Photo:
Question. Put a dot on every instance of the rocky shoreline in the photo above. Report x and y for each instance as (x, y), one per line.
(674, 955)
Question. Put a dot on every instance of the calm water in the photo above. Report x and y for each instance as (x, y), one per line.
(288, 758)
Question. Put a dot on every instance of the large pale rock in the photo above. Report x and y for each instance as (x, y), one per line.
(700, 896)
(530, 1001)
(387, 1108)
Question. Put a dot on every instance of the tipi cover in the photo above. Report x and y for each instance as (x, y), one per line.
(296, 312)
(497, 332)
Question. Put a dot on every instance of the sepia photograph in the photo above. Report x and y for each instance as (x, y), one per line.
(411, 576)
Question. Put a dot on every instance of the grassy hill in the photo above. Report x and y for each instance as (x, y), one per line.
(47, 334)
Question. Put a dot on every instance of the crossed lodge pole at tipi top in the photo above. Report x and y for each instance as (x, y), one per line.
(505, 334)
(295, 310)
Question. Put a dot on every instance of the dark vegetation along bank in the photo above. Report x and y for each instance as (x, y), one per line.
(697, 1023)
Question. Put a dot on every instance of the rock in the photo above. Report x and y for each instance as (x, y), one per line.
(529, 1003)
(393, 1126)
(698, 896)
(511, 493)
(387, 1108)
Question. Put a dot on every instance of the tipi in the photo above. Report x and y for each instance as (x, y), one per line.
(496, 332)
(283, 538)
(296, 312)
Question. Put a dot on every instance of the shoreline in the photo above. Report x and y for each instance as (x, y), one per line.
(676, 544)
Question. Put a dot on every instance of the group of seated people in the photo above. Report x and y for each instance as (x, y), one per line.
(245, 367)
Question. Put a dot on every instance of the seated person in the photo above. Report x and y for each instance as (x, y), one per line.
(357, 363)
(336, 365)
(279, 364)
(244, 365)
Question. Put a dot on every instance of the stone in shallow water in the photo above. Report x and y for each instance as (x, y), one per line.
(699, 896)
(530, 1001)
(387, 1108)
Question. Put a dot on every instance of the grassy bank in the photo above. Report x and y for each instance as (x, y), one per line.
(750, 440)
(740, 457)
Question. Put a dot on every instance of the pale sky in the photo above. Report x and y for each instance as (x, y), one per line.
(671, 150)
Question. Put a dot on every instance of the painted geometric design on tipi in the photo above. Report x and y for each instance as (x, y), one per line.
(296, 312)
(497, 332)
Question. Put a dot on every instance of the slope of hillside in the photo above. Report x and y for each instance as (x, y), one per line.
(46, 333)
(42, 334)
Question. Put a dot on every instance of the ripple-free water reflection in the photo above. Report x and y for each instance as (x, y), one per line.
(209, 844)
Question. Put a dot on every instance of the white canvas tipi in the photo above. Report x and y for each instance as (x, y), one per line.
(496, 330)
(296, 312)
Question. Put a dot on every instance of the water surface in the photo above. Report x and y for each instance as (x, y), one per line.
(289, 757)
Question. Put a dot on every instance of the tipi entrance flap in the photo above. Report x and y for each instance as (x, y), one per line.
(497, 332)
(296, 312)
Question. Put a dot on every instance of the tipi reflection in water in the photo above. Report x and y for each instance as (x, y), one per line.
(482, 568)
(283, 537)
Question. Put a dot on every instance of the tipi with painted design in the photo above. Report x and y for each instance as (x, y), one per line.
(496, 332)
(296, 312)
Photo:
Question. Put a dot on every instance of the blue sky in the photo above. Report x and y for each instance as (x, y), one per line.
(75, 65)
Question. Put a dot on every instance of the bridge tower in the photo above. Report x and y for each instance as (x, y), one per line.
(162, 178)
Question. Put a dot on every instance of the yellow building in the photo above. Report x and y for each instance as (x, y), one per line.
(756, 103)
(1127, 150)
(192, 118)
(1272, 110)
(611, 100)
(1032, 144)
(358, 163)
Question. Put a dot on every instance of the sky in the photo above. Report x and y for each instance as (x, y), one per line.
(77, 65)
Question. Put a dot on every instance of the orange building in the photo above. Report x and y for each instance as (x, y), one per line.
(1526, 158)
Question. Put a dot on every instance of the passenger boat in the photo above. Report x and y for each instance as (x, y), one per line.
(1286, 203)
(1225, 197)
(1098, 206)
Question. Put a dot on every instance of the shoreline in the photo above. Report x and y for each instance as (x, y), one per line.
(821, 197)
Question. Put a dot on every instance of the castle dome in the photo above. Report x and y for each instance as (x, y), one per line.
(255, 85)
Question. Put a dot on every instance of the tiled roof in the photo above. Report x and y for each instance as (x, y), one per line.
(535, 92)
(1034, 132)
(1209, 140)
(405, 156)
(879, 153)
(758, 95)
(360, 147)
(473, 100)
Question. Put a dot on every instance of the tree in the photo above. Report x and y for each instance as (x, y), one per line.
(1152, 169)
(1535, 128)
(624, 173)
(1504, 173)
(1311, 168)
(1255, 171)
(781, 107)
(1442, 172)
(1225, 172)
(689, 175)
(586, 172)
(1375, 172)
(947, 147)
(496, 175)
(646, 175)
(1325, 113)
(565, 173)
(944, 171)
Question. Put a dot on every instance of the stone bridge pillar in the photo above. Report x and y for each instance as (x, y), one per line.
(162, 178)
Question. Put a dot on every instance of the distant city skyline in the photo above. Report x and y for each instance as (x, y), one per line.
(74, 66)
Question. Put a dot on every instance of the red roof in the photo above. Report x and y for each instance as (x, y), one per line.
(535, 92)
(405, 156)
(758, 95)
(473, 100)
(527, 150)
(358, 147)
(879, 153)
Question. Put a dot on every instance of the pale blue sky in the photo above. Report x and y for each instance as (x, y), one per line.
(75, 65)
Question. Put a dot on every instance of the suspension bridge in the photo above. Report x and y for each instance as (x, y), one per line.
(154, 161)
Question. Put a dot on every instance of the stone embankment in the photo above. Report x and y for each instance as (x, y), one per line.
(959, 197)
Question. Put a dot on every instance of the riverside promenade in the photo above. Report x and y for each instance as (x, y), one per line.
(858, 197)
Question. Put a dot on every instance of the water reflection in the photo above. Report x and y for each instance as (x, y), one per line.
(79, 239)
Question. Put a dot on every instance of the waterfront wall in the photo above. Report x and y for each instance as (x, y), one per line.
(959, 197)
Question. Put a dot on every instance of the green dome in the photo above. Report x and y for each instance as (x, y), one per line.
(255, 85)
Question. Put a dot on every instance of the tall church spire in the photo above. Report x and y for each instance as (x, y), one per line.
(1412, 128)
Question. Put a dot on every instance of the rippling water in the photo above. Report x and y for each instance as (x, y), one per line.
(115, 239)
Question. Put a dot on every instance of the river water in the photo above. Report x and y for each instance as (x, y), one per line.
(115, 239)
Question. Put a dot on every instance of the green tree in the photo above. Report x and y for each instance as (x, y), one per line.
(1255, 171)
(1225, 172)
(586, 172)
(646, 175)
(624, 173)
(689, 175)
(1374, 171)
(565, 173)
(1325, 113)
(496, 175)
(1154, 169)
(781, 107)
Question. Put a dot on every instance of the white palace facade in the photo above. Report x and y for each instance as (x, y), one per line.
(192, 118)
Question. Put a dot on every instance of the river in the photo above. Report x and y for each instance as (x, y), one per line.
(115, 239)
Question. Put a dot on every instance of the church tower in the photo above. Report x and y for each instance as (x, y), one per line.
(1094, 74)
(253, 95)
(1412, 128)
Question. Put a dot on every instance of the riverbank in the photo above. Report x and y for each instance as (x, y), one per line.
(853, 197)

PROBLEM TO SOLVE: Reproduce the data in full, exactly as presented.

EXERCISE ANSWER:
Photo:
Question. Put a dot on every instance of the rocky shoreline in the photo above. Report x and y for each instance as (x, y), one per line.
(674, 955)
Question. Put a dot on every instance of the calm water in the photo above. Report x and y for each instance as (x, y), one per line.
(288, 758)
Question. Put a dot on every instance of the large pale rock in the photo above. Report x and y for each instance as (x, y), one per line.
(700, 896)
(530, 1001)
(387, 1108)
Question. Put a dot on every instance of the tipi cover in the photo above. Report x and y for each instance as (x, y), one per line.
(296, 312)
(497, 332)
Question. Put a dot on every instance of the sepia photograph in the photo above. Report x and y for each instance as (x, y), one per line.
(411, 576)
Question. Put a dot on every instance of the grassy hill in the photo above. Report x and y for each instance as (x, y), one per line.
(47, 334)
Question. Put a dot on every instance of the crossed lodge pole at tipi top in the photo above. Report x and y for each instance as (x, y), one per line.
(505, 334)
(295, 310)
Question. Put a dot on every instance of the dark vegetation along bank in the photo above. Report x and y for each instance as (x, y), one per line.
(697, 1023)
Question. Put a dot on every instance of the rock in the photo above. Report x and y for each instance as (x, y), one per line.
(529, 1003)
(393, 1126)
(698, 896)
(511, 493)
(387, 1108)
Question. Put a dot on every instance of the tipi in the photo above. Report x and y for each instance as (x, y), one per line.
(496, 332)
(283, 538)
(296, 312)
Question. Put a dot on every instance of the shoreline in the photo above. Report x and y for each instance as (x, y), one per line.
(676, 544)
Question. Put a dot on every instance of the group of seated people in the photo above. Report x and y for each instance as (x, y), one per line.
(245, 367)
Question. Put a dot on every instance of the seated person in the photo above. Report x and y for each instance as (x, y), one per line.
(357, 363)
(336, 365)
(279, 364)
(244, 365)
Question. Put a dot on every instance of the stone in shallow water in the photo above. Report x and y for each instance as (x, y), one per line.
(699, 896)
(530, 1001)
(387, 1108)
Question. Put a dot on every instance of the grassy bank in the photo above. Report x and y for each instance as (x, y), one per line.
(750, 440)
(740, 457)
Question. Put a dot on every instance of the pale sky in the photo above. Report x and y for each instance as (x, y), one per line.
(671, 150)
Question. Put a dot on every instance of the painted geometric design on tipi in the photo above. Report x and y for each instance as (x, y), one per line.
(296, 312)
(497, 332)
Question. Put a dot on every instance of the slope of hillside in the photo above. Report x and y for each instance as (x, y), one per line.
(46, 333)
(42, 334)
Question. Put a dot on every instance of the ripple-free water reflection in the photo above. Report x and y for each instance as (x, y), one per line.
(209, 844)
Question. Put a dot on every instance of the white canvas tipi in the photo above. Report x and y for each instance as (x, y), one per line.
(496, 330)
(296, 312)
Question. Put a dot on every instance of the water surface in the photo above. Report x and y for each instance as (x, y), one per line.
(289, 757)
Question. Put a dot on every instance of the tipi entrance flap in the photo above. Report x and y for each instance as (x, y), one per line.
(497, 332)
(296, 312)
Question. Put a dot on every instance of the tipi reflection in water in the photo above. Report x and y for each instance as (x, y), one per line.
(482, 568)
(283, 537)
Question. Put a dot on every instance of the tipi with painted design in the photo above. Report x and y for each instance as (x, y), one per line.
(496, 332)
(296, 312)
Photo:
Question. Put a dot on every instance of the blue sky in the photo above. Report x and y for each instance as (x, y), one per line.
(75, 65)
Question. Put a dot on every instance of the bridge tower in the photo above. Report x and y for each instance as (x, y), one per line.
(162, 178)
Question. Put a dot on every instance of the yellow building in the photo above. Report x and y for each instance as (x, y), one per line.
(756, 103)
(1127, 150)
(192, 118)
(1272, 110)
(611, 100)
(1032, 144)
(358, 163)
Question. Put a dot on every instance of the sky in the photo above. Report x and y for each instance as (x, y), one per line.
(77, 65)
Question. Put a dot on every instance of the orange building in the photo above. Report x and y for each instance as (x, y), one per line.
(1526, 158)
Question. Put a dot on every instance of the passenger boat in the photo above. Report x and y for each instance as (x, y), one per line.
(1286, 203)
(1225, 197)
(1098, 206)
Question. Put a dot on every instance of the shoreline in the photo above. Report x and y for each instance as (x, y), one per line.
(821, 197)
Question. Put a dot on every instance of the castle dome in the photo above. Report x and y for each instance as (x, y), one per line.
(255, 85)
Question. Put a dot on every instance of the tiled roof in the photo above. Report x and y for each instance as (x, y), one per line.
(535, 92)
(1034, 132)
(1209, 140)
(405, 156)
(879, 153)
(758, 95)
(360, 147)
(473, 100)
Question. Put a dot on every instance of the tree in the photo above. Report x and y for each instance as (x, y), one per line.
(1152, 169)
(1535, 128)
(624, 173)
(1504, 173)
(1311, 168)
(1255, 171)
(781, 107)
(1442, 172)
(1225, 172)
(689, 175)
(586, 172)
(1375, 172)
(947, 147)
(496, 175)
(646, 175)
(1325, 113)
(565, 173)
(944, 171)
Question. Put a dot on every instance of the stone bridge pillar in the photo above. Report x and y for each instance as (x, y), one per line.
(162, 178)
Question. Put a dot on every instance of the distant city skyline in the photo above. Report x and y for each instance as (x, y), one per line.
(74, 66)
Question. Put a dot on every instance of the red roof in the photo above. Report x and y for each instance as (x, y), one per line.
(535, 92)
(405, 156)
(758, 95)
(473, 100)
(527, 150)
(358, 147)
(879, 153)
Question. Put a dot on every instance of the pale blue sky in the photo above. Report x and y for each instance as (x, y), one per line.
(75, 65)
Question. Put a dot on every instance of the suspension bridge in the photo above. Report x and y for each instance as (x, y), one per line.
(154, 161)
Question. Put a dot on every instance of the stone embankment in the photo above. Report x and y for each instance as (x, y), one per line.
(959, 197)
Question. Put a dot on every instance of the riverside promenade in the photo above. Report x and y for each instance as (x, y), one per line.
(858, 197)
Question. Put a dot on every instance of the water reflection in the photo above. Report x and y for each instance as (x, y), one per line.
(79, 239)
Question. Put a dot on every instance of the waterfront wall in the photo above. Report x and y for each instance as (x, y), one per line.
(959, 197)
Question. Put a dot on every instance of the green dome in the photo above. Report x and y for each instance as (x, y), one per line.
(255, 85)
Question. Put a dot on every instance of the tall church spire in the photo above. Report x and y for each instance as (x, y), one per line.
(1412, 128)
Question. Put a dot on every instance of the rippling water in the photo above. Report x and y for each instance as (x, y), one per line.
(115, 239)
Question. Put a dot on every instance of the river water in the photo above. Report x and y for each instance as (x, y), one per line.
(115, 239)
Question. Put a dot on every instance of the green tree in the photo above. Report x and y for each instance as (x, y), one per line.
(1255, 171)
(1225, 172)
(586, 172)
(646, 175)
(624, 173)
(689, 175)
(1374, 171)
(565, 173)
(1325, 113)
(496, 175)
(1154, 169)
(781, 107)
Question. Put a dot on every instance of the white palace facade in the photo above. Report x and y for each instance as (x, y), one per line.
(192, 118)
Question. Put a dot on every instance of the river in the photo above. Report x and y for each instance as (x, y), one per line.
(115, 239)
Question. Put a dot on every instance of the church tower in the photo above. Report x and y for each instance as (x, y), one per line.
(1094, 74)
(253, 95)
(1412, 128)
Question. Put a dot on every instance of the riverbank in the photo above. Report x and y for each instance as (x, y), one per line.
(853, 197)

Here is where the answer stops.